*Using the information*.
- a) Answer these questions from the Anopheles mosquito study text:
(i) Which version of R was used for the other statistical analyses?
(ii) Which function and package were used to fit the GLMMs?
(iii) How many Anopheles nili individuals were caught, and by which method?
- b) Carry the Anopheles mosquito study text forward, beginning after its final sentence.

*Text block*.
- - -

All other statistical analyses were performed using the software R version 3.6.0 [28]. A generalized linear mixed model (GLMM) fitting a negative binomial distribution of the error was applied to compare Anopheles densities between areas and species. The collection site, position (indoor or outdoor) and date were included in the model as random intercepts (sites and positions were nested). The human blood index of both An. gambiae s.l. and Anopheles funestus were compared between areas using logistic regression. The SR, PR, and ER were compared between areas using binomial GLMMs fitted on individual data and for both An. gambiae s.l. and An. funestus. The collection site and date were included in the model as random intercepts. GLMM were fitted using the glmmTMB function of the glmmTMB package [29]. The post-hoc Tukey’s method was used to perform multiple comparison among modalities of the fixed terms. The ‘emmeans’ function of the ‘emmeans’ package [30] was used to compute Density rate ratios (DRR) and Odds ratios (OR) with 95% confidence intervals for Negative Binomial and Binomial models, respectively. The allelic frequencies of the kdr and ace-1 mutations in An. gambiae s.l. populations were calculated and compared using the ‘GenePop’ package in R [31].

Results

Malaria vector morphological identification, densities and behaviour

A total of 9 625 Anopheles mosquitoes was collected (6006 by CDC traps and 3619 by PSC) (Table 1). Anopheles gambiae s.l. was the most abundant species in both areas whatever the collection method (84.3% by CDC traps and 92.7% by PSC), followed by An. funestus group (13.2% by CDC traps and 6.7% by PSC) (Table 1). Only 24 (0.4%) Anopheles nili individuals were caught, all by CDC traps (Table 1).

- - -

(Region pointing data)
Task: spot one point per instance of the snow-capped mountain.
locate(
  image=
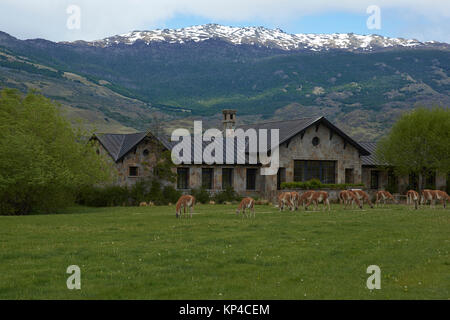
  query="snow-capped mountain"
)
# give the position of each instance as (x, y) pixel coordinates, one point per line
(260, 36)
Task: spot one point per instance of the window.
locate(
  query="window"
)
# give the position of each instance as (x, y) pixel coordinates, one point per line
(413, 181)
(281, 177)
(183, 178)
(315, 141)
(349, 175)
(374, 175)
(251, 179)
(207, 178)
(305, 170)
(133, 171)
(392, 181)
(430, 180)
(227, 177)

- - -

*Results in order*.
- a)
(i) R version 3.6.0.
(ii) The glmmTMB function of the glmmTMB package.
(iii) 24 individuals (0.4%), all caught by CDC traps.

- b)
Table 1 Anopheles densities in the study areas collected in 2015

Regarding mosquitoes collected by CDC light trap, the mean density of Anopheles per trap and per night was 21.9 in Diébougou not significantly different than 27.1 in Dano (Density Rate Ratio DRR = 1.10, IC95% [0.23; 5.17]; P = 0.89). The mean density of An. gambiae s.l. per trap and per night was 25.0 in Dano, higher than 16.6 in Diébougou (DRR = 1.25, IC95% [0.27; 5.83]; P = 0.77). Densities were at their maximum during August in both area (71.1 and 29.1 in Dano and Diébougou, respectively) and decreased the following months (Fig. 2a, b). The mean density of An. funestus group per trap per night was 5.1 in Diébougou, higher than 1.9 in Dano (DRR = 0.80, IC95% [0.17; 3.79]; P = 0.77). In Dano, An. funestus densities decreased from 3.8 to 0.8 between August and November while during the same period in Diébougou, they increased from 2.2 to 9.7 (Fig. 3a, b).

Fig. 2
figure2

Mean nightly densities of An. gambiae s.l. collected using light-traps. Boxes indicate inter-quartile range (IQR) and median of number of An. gambiae s.l per trap. The upper whisker extends to the largest value no further than 1.5* IQR from the hinge. Red dots show the mean nightly densities per month

Fig. 3
figure3

Mean nightly densities of An. funestus group collected using light-traps. Boxes indicate inter-quartile range (IQR) and median of number of An. funestus group per trap. The upper whisker extends to the largest value no further than 1.5* IQR from the hinge. Red dots show the mean nightly densities per month

The mean density of Anopheles per house collected by PSC was 2.90 in Dano and 2.47 in Diébougou (Density Rate Ratio DRR = 0.92, IC95% [0.37; 2.25]; P = 0.85). Indoor resting densities of An. gambiae s.l. were the highest in August in Dano (7.0) than in September in Diébougou (4.8; Fig. 4a, b). Indoor resting densities of An. funestus group were the highest in November in both areas (0.17 and 0.73 in Dano and Diébougou respectively, Fig. 5a, b).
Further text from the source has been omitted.